[WRITTEN REQUEST]
How many of the rows below contain the string "column", with case taken into account? Reply with the number alone.

-- Begin EXERCISE INPUTS --

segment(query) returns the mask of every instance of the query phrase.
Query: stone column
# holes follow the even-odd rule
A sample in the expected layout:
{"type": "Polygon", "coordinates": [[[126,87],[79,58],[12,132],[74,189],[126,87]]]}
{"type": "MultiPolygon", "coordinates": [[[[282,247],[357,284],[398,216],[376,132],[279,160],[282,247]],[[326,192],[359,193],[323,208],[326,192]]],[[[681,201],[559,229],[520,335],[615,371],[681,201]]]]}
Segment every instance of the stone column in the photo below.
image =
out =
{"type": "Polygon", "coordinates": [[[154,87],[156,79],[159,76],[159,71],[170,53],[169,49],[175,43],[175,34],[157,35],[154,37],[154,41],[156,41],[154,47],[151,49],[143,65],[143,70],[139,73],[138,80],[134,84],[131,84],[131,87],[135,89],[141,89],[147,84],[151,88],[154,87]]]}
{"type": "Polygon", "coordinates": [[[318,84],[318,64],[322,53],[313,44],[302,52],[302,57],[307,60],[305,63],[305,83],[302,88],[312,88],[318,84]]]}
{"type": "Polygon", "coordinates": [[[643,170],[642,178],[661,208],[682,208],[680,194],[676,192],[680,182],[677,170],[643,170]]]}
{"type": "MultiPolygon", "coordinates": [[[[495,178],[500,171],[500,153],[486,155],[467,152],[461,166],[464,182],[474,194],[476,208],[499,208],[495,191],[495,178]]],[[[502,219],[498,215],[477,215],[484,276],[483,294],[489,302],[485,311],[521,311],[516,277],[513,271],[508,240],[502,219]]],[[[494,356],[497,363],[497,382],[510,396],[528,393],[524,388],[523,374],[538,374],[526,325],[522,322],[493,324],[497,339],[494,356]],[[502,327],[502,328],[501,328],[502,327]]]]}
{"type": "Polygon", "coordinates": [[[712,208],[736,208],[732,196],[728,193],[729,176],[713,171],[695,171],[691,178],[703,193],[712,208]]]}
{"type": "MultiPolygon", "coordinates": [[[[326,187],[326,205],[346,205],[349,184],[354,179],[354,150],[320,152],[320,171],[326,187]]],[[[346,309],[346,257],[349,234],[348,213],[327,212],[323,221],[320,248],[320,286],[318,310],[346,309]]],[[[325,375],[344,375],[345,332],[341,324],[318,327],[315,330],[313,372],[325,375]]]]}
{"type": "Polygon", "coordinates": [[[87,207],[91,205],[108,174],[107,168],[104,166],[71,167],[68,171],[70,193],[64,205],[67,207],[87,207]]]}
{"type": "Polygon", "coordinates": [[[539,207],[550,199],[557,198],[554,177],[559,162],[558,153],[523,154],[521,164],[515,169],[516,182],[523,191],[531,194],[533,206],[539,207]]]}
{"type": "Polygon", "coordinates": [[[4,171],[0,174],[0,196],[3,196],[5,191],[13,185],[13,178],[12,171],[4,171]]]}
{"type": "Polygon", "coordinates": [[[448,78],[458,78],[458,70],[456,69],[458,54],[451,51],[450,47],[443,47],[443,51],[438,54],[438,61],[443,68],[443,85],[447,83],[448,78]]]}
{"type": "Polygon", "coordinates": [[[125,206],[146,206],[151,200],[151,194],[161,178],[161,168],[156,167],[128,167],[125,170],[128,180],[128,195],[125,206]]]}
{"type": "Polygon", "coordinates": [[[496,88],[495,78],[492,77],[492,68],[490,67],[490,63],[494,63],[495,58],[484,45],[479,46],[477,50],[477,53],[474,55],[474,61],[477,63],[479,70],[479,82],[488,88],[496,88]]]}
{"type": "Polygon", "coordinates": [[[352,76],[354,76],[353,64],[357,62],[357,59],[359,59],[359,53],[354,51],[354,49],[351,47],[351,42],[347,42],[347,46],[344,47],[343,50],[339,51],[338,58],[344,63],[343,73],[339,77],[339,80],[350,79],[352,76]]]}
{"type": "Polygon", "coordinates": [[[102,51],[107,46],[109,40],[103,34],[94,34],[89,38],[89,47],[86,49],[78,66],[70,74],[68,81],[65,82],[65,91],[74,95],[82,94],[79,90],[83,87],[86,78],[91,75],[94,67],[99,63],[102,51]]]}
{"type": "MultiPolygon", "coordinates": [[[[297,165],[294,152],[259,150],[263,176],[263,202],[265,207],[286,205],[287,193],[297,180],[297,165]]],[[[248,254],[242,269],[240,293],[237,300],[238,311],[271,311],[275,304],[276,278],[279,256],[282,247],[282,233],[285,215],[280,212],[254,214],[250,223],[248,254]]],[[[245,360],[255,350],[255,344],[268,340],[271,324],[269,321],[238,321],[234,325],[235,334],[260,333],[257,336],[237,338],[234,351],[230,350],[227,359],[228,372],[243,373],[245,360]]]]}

-- End EXERCISE INPUTS --

[RESPONSE TO THE EXERCISE]
2